**Work instructions**: Copy the rows below without any change, starting at the line containing "phrase -- white shipping container" and ending at the line containing "(1190, 311)", with both of those lines included.

[Position annotation rows]
_ _ _

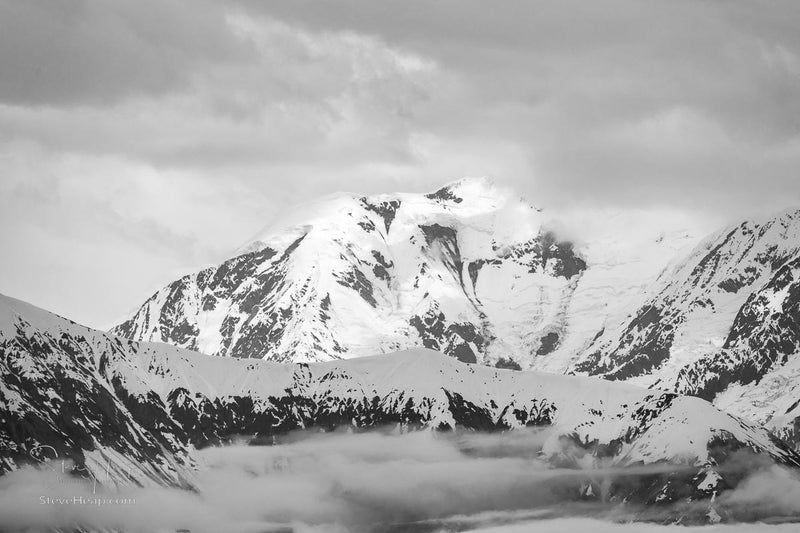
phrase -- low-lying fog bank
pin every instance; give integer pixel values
(379, 481)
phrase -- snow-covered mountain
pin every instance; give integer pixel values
(724, 324)
(470, 270)
(477, 273)
(144, 407)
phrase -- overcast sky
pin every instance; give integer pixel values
(142, 139)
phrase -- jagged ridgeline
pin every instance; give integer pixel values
(468, 270)
(137, 410)
(473, 271)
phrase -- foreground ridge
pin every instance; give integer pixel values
(148, 405)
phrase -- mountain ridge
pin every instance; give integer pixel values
(169, 400)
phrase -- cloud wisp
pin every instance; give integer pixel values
(374, 482)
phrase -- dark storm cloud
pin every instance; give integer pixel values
(623, 100)
(213, 117)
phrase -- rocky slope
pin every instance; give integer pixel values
(470, 270)
(92, 396)
(723, 325)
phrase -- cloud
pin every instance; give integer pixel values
(375, 481)
(690, 108)
(98, 53)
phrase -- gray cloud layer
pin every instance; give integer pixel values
(380, 482)
(173, 131)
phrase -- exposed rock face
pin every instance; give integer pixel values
(147, 404)
(359, 275)
(723, 325)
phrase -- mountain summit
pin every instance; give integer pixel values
(468, 270)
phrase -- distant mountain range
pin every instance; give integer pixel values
(132, 413)
(473, 271)
(284, 336)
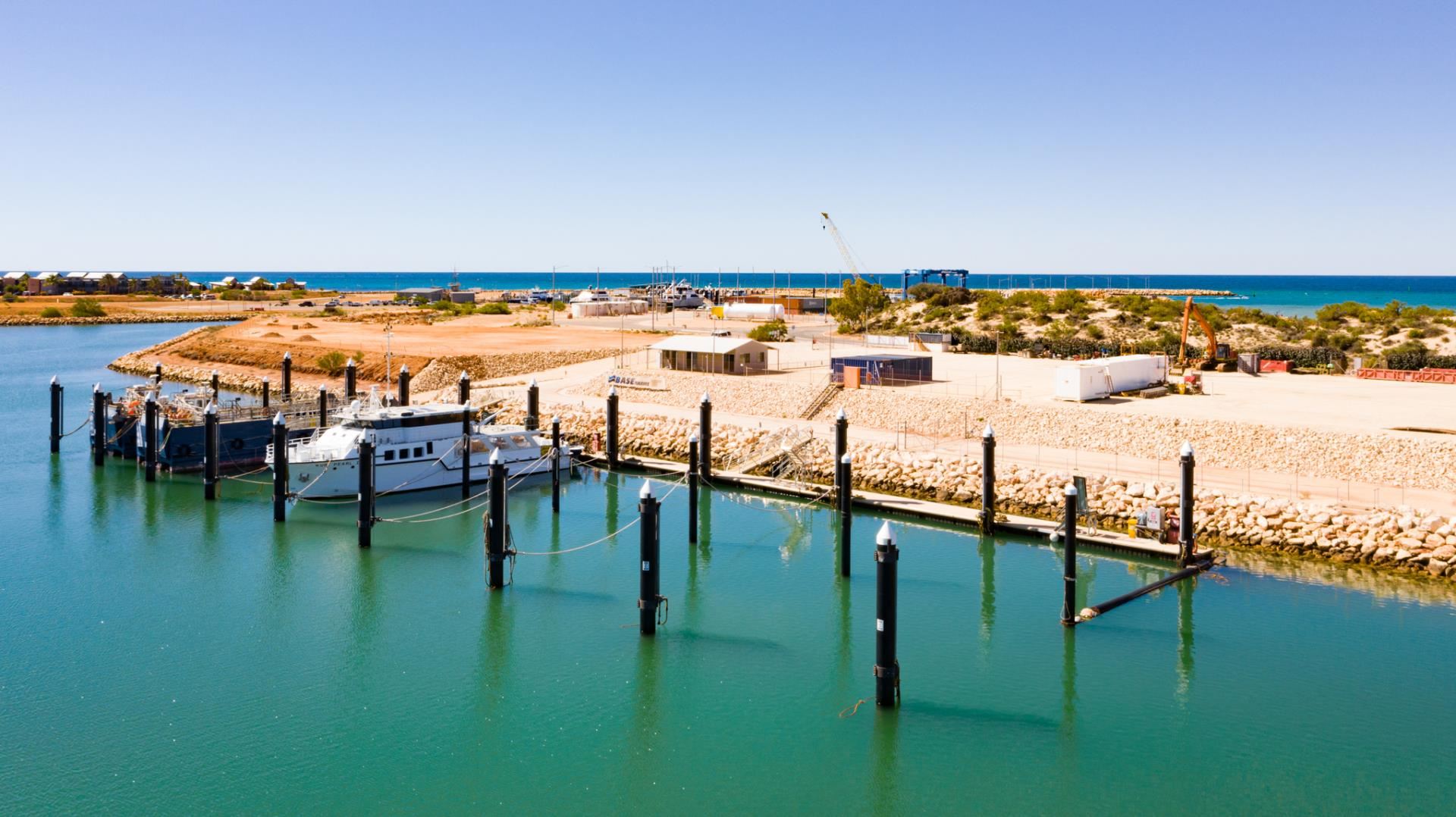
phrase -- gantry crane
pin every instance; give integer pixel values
(839, 242)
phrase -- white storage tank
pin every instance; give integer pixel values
(1081, 382)
(753, 311)
(1134, 371)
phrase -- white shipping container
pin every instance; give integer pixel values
(1082, 382)
(1134, 371)
(607, 308)
(753, 311)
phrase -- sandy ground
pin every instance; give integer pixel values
(1331, 402)
(473, 334)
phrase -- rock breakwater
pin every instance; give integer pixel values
(1400, 539)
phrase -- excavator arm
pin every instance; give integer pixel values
(1190, 311)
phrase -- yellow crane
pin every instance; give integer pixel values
(839, 242)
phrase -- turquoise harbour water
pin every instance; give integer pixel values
(165, 654)
(1286, 295)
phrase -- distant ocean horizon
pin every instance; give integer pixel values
(1286, 295)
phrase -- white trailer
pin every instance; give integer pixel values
(1081, 382)
(1133, 371)
(755, 311)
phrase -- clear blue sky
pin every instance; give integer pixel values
(1075, 137)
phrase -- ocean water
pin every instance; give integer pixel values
(166, 654)
(1288, 295)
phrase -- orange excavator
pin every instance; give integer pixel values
(1218, 354)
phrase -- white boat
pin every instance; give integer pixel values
(592, 296)
(416, 449)
(683, 296)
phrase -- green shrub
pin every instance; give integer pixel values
(1302, 357)
(951, 296)
(770, 331)
(925, 289)
(331, 363)
(88, 308)
(1059, 331)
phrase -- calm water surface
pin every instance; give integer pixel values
(164, 654)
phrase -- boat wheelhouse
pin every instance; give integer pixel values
(416, 449)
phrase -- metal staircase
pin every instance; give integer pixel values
(820, 399)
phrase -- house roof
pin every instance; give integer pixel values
(708, 346)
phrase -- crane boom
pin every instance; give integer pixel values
(839, 242)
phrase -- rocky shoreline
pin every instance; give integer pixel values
(1397, 539)
(127, 318)
(1332, 455)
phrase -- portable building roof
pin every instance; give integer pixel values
(708, 344)
(883, 357)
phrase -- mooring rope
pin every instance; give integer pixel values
(130, 426)
(322, 471)
(85, 423)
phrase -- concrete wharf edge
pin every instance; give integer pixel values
(906, 506)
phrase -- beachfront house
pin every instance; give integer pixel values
(702, 352)
(105, 283)
(46, 284)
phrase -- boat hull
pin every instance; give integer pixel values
(341, 478)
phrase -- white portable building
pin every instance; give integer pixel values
(753, 311)
(1081, 382)
(1134, 371)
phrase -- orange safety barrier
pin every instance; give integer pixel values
(1423, 376)
(1435, 376)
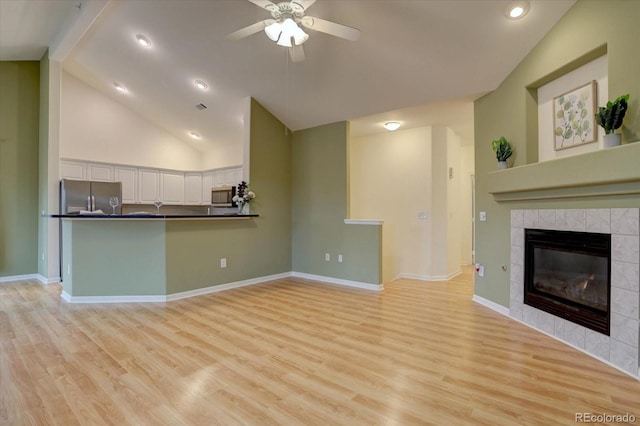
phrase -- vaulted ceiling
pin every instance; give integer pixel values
(416, 61)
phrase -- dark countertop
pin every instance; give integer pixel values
(145, 216)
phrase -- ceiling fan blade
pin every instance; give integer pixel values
(305, 4)
(247, 31)
(331, 28)
(265, 4)
(296, 53)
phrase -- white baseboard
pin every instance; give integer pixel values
(41, 278)
(491, 305)
(228, 286)
(45, 280)
(213, 289)
(339, 281)
(111, 299)
(428, 277)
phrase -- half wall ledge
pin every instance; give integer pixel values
(607, 172)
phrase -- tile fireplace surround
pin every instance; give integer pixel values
(621, 349)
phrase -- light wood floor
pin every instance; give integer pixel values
(292, 352)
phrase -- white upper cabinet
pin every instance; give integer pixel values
(207, 184)
(145, 185)
(172, 187)
(129, 178)
(193, 188)
(99, 172)
(228, 177)
(72, 169)
(148, 186)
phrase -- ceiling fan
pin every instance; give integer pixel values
(283, 26)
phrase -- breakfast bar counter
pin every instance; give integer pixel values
(109, 258)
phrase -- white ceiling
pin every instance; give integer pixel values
(420, 62)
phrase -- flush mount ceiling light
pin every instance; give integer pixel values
(392, 125)
(143, 41)
(517, 9)
(120, 88)
(201, 84)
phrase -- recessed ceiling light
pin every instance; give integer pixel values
(517, 9)
(201, 84)
(120, 88)
(143, 41)
(392, 125)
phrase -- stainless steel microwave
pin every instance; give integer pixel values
(222, 196)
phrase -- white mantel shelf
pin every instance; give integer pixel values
(607, 172)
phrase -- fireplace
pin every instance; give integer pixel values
(568, 274)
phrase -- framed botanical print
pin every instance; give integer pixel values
(574, 117)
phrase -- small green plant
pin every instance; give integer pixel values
(610, 117)
(502, 148)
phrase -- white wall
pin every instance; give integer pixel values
(454, 210)
(393, 178)
(95, 127)
(390, 179)
(466, 203)
(594, 70)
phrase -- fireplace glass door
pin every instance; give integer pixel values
(568, 274)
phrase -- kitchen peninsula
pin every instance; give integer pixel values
(154, 258)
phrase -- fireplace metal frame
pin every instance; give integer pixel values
(593, 244)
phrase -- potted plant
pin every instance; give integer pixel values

_ _ _

**Full answer**:
phrase -- white shipping container
pin every instance; give integer pixel values
(1082, 382)
(1134, 371)
(607, 308)
(753, 311)
phrase -- sandy ground
pin every instance; give integer pixel values
(1331, 402)
(473, 334)
phrase -- rock breakwater
pin every instance; give integer pixel values
(1400, 539)
phrase -- excavator arm
pin every instance; give integer pixel values
(1190, 311)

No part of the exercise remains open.